• [What you need to do]
Recast the material below as a numbered list with one item per line, skipping any blank lines. Omit the pictures.

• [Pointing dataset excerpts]

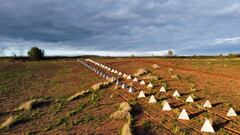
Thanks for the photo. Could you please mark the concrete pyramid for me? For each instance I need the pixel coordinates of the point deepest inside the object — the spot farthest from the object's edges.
(166, 106)
(141, 94)
(231, 112)
(135, 79)
(189, 99)
(152, 100)
(176, 94)
(130, 90)
(207, 104)
(129, 77)
(150, 85)
(207, 127)
(117, 82)
(142, 82)
(124, 86)
(183, 115)
(162, 89)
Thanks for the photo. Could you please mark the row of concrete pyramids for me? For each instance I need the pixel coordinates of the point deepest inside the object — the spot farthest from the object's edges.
(207, 126)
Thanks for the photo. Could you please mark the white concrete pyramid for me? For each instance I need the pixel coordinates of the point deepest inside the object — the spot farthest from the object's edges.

• [Exercise answer]
1. Thanks for the photo. Could you please mark the concrete pyramid for me? For each instance I need the pixel coordinates of the point deepest inside the object — the spot farthest from the object's edges.
2. (166, 106)
3. (141, 94)
4. (231, 112)
5. (135, 79)
6. (189, 99)
7. (152, 100)
8. (176, 94)
9. (130, 90)
10. (207, 104)
11. (129, 77)
12. (150, 85)
13. (207, 127)
14. (117, 82)
15. (142, 82)
16. (124, 86)
17. (183, 115)
18. (162, 89)
19. Thanks for the photo. Could you please mark the row of concrete pyramids for me? For each instance I need the pixel coordinates of the point deepest inside the object — the spot farthest from the object's edges.
20. (207, 126)
21. Thanks for the photo. Could you please mark the white concrete pyramid for me? For each instance I need the pixel coordinates of the point deepest inside the object — the spot farthest from the object's edges.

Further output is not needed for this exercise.